我们可以得到新的方程 $S\tilde{v} = b$,其中 $S = I - R^T R$, $b = s_c - R^T s_r$,$\tilde{v}$ 是新系统的解。

其中, $S$ 是对称半正定的:

1) 对称性

$$S^T = I - (R^T R)^T = I - R^T R = S \quad \checkmark$$

2) 半正定性

对任意 $x \in \mathbb{R}^n$:

$$x^T S x = \|x\|_2^2 - \|Rx\|_2^2$$

只需证 $\|Rx\|_2 \leq \|x\|_2$。

由行随机性($\sum_j R_{ij} = 1$)及 Jensen 不等式:

$$\left(\sum_j R_{ij} x_j\right)^2 \leq \sum_j R_{ij} x_j^2$$

对 $i$ 求和:

$$\|Rx\|_2^2 = \sum_i \left(\sum_j R_{ij} x_j\right)^2 \leq \sum_i \sum_j R_{ij} x_j^2 = \sum_j x_j^2 \sum_i R_{ij} = \|x\|_2^2$$

故 $x^T S x \geq 0$.

由于

$$S\mathbf{1} = \mathbf{1} - R^T(R\mathbf{1}) = \mathbf{1} - R^T\mathbf{1} = \mathbf{0}$$

故$S$不是正定的.

算法

1)准备右端项

$$s_r = (G \odot R)\mathbf{1}, \quad s_c = (G \odot R)^T\mathbf{1}$$

2)构建半正定系统

$$S = I - R^T R$$

以及

$$b = s_c - R^T s_r$$

3)用CG求解

$$S \, \tilde{v} = b$$

4)构造解

$$u = s_r - R\tilde{v}$$

$$v = \tilde{v}$$

5)组装结果

$$M_{ij} = u_i + v_j$$

6)最终梯度

$$\nabla_X L = (G - M) \odot R$$

CG在一定条件下可以求解半正定系统.

PyTorch 实现

"""
Sinkhorn Backward Pass: n×n Rank-0 (Singular) System with Manual CG
Solves (I - R^T R) ṽ = b without rank-1 correction using manual conjugate gradient
"""
========
**工作任务**:
a) 请照抄所给文本中从"只需证 $\|Rx\|_2 \leq"到"S x \geq 0$."之间的内容，首尾两处都包括在内。
b) 请列出所给文本"算法"部分下各步骤的标题，不要遗漏。
========
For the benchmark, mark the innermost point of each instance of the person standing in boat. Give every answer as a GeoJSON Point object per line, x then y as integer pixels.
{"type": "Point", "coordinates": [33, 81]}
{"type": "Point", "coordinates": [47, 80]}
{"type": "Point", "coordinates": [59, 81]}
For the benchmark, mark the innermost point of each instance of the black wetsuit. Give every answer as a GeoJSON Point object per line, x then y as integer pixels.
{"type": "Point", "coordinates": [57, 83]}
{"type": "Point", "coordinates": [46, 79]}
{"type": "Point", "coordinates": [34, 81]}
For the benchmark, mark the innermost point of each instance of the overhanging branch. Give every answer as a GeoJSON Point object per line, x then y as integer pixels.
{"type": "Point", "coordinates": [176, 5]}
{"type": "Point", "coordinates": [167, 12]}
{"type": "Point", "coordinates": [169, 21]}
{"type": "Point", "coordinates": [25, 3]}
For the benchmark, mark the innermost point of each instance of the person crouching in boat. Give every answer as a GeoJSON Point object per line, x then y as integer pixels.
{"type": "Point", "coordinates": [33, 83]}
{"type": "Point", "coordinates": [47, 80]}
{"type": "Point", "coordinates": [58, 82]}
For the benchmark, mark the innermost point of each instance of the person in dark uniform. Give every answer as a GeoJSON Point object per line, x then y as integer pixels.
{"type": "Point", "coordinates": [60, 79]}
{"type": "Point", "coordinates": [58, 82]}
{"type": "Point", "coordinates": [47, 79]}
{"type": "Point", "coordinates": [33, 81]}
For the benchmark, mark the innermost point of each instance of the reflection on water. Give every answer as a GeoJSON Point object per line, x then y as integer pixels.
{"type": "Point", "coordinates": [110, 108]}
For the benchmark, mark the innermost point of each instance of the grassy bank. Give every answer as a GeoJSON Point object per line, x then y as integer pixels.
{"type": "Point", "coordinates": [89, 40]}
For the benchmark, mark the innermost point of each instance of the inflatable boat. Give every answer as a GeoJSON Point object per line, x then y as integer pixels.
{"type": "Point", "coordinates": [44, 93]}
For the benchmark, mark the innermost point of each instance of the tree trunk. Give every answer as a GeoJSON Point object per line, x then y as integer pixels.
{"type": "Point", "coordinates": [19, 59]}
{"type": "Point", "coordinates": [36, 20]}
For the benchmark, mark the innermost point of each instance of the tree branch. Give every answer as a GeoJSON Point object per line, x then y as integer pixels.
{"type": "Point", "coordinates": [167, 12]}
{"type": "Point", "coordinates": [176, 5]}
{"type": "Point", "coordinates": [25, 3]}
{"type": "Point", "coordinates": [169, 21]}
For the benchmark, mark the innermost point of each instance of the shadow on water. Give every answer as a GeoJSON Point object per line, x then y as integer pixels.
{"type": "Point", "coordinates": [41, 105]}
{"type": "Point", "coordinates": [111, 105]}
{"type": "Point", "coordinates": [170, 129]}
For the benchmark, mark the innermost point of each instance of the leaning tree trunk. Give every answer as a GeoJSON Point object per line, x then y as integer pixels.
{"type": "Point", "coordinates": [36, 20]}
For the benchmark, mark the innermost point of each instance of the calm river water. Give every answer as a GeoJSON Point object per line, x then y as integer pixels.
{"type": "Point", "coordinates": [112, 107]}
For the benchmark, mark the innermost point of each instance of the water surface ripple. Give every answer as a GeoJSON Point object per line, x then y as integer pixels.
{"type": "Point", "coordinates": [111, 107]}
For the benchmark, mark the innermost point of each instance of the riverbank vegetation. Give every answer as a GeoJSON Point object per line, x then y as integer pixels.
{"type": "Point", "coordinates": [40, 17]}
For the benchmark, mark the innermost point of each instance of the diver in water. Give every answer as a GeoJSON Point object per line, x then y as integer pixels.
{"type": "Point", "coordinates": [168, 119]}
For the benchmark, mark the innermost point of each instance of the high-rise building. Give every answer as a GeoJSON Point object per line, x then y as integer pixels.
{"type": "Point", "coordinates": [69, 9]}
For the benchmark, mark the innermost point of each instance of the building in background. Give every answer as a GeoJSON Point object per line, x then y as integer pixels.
========
**参考答案**:
a)
只需证 $\|Rx\|_2 \leq \|x\|_2$。

由行随机性($\sum_j R_{ij} = 1$)及 Jensen 不等式:

$$\left(\sum_j R_{ij} x_j\right)^2 \leq \sum_j R_{ij} x_j^2$$

对 $i$ 求和:

$$\|Rx\|_2^2 = \sum_i \left(\sum_j R_{ij} x_j\right)^2 \leq \sum_i \sum_j R_{ij} x_j^2 = \sum_j x_j^2 \sum_i R_{ij} = \|x\|_2^2$$

故 $x^T S x \geq 0$.

b)
准备右端项
构建半正定系统
用CG求解
构造解
组装结果
最终梯度